Excerpted passage ->
• • • •

Us + Them Tour
- Promotional poster for the tour
- Location: Central America; Europe; North America; Oceania; South America;
- Associated album: Is This the Life We Really Want?
- Start date: 21 May 2017
- End date: 9 December 2018
- Legs: 5
- No. of shows: 157
- Box office: US $261,784,386

Roger Waters concert chronology
- The Wall Live (2010–13); Us + Them Tour (2017–18); This Is Not a Drill (2022–23);

= Us + Them Tour =

2017–18 concert tour by Roger Waters

The Us + Them Tour was a concert tour by the rock musician Roger Waters. The tour visited the United States, Canada, New Zealand, Australia and countries in Europe and Latin America, showcasing songs from Waters' career with Pink Floyd and his 2017 album Is This the Life We Really Want? It opened on 26 May 2017 in Kansas City, United States and ended on 9 December 2018 in Monterrey, Mexico.

• • • •

Material supplied ->
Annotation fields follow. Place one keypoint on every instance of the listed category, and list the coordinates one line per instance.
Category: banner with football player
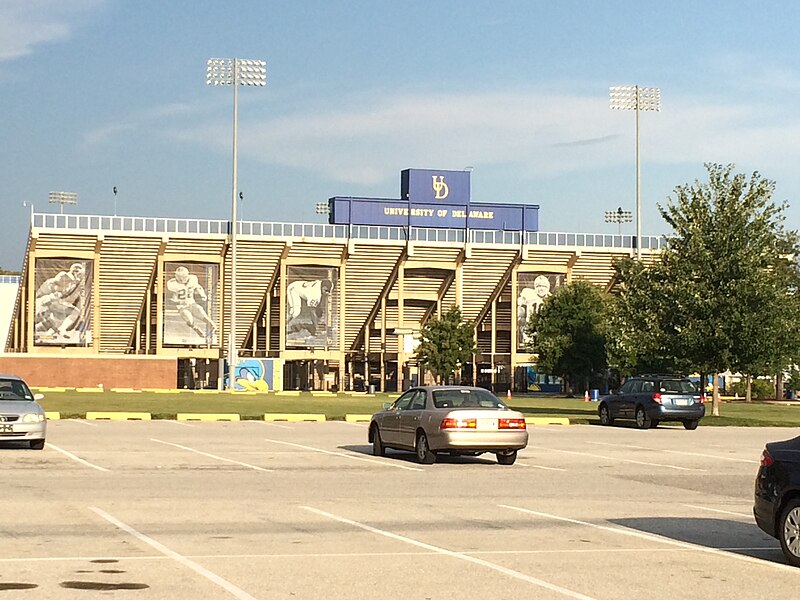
(191, 303)
(63, 302)
(312, 307)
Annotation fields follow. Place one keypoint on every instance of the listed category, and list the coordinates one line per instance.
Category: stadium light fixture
(235, 72)
(63, 198)
(619, 216)
(637, 99)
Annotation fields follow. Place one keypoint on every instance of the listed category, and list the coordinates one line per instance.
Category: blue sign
(436, 187)
(437, 199)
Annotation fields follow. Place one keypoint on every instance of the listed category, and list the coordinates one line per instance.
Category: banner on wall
(312, 307)
(63, 303)
(532, 290)
(191, 303)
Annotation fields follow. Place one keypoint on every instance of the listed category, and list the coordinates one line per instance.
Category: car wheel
(425, 455)
(642, 420)
(507, 457)
(789, 532)
(605, 415)
(377, 443)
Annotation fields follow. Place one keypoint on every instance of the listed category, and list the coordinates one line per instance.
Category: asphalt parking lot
(256, 510)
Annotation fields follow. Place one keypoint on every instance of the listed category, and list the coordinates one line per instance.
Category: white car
(21, 417)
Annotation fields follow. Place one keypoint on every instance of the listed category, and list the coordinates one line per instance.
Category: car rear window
(677, 386)
(13, 389)
(466, 399)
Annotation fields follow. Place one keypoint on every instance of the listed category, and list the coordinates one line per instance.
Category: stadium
(145, 302)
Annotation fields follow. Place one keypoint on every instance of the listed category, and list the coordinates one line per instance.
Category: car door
(411, 418)
(390, 423)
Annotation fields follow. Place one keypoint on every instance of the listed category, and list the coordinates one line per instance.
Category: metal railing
(165, 225)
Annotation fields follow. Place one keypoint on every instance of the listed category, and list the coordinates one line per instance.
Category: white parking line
(75, 458)
(214, 456)
(628, 460)
(465, 557)
(724, 512)
(698, 454)
(344, 455)
(223, 583)
(655, 538)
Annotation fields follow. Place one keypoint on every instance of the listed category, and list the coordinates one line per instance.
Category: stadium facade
(144, 302)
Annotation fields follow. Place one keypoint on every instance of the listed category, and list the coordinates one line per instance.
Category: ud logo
(440, 187)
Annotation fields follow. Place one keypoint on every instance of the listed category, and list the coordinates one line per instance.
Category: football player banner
(312, 307)
(191, 303)
(532, 290)
(63, 302)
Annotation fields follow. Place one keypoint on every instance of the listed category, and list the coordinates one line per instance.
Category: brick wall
(65, 371)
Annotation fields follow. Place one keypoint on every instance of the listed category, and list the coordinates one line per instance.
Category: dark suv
(650, 399)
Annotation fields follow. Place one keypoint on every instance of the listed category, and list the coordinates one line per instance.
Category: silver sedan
(21, 417)
(457, 420)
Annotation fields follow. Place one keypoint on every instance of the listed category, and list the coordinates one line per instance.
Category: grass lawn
(73, 404)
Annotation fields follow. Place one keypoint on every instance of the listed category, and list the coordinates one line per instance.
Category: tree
(446, 344)
(723, 296)
(569, 335)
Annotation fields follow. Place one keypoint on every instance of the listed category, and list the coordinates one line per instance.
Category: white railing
(102, 223)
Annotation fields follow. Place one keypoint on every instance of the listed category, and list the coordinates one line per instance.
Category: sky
(98, 94)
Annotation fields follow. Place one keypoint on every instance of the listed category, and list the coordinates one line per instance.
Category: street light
(618, 216)
(633, 97)
(235, 72)
(63, 198)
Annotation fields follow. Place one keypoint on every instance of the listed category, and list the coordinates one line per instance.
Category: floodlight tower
(635, 98)
(618, 216)
(235, 72)
(63, 198)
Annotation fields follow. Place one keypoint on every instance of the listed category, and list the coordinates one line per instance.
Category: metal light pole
(235, 72)
(618, 216)
(635, 98)
(63, 198)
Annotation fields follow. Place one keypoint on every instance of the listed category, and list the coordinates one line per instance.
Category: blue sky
(105, 93)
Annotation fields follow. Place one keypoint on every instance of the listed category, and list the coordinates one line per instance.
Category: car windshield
(458, 398)
(678, 386)
(13, 389)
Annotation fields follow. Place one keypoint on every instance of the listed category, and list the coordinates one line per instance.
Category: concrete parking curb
(293, 417)
(117, 416)
(358, 418)
(207, 417)
(546, 421)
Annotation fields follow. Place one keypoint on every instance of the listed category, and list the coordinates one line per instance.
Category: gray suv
(651, 399)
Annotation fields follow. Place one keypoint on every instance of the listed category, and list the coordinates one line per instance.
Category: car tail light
(451, 423)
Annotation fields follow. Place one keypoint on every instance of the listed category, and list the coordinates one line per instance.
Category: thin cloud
(26, 24)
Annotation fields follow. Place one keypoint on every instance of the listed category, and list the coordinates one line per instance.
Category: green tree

• • • •

What to work on ->
1 – Answer these about the Us + Them Tour page:
(a) How many shows does the page list for the tour?
(b) Which album is named as tied to the tour?
(c) In what city did the tour end?
2 – From the Us + Them Tour page, repeat word for word the stretch from "- Start date: 21" through "in Monterrey, Mexico.".
The records have nothing to do with what you're asked here.

Results for the exercise ->
1 –
(a) 157
(b) Is This the Life We Really Want?
(c) Monterrey, Mexico

2 –
- Start date: 21 May 2017
- End date: 9 December 2018
- Legs: 5
- No. of shows: 157
- Box office: US $261,784,386

Roger Waters concert chronology
- The Wall Live (2010–13); Us + Them Tour (2017–18); This Is Not a Drill (2022–23);

= Us + Them Tour =

2017–18 concert tour by Roger Waters

The Us + Them Tour was a concert tour by the rock musician Roger Waters. The tour visited the United States, Canada, New Zealand, Australia and countries in Europe and Latin America, showcasing songs from Waters' career with Pink Floyd and his 2017 album Is This the Life We Really Want? It opened on 26 May 2017 in Kansas City, United States and ended on 9 December 2018 in Monterrey, Mexico.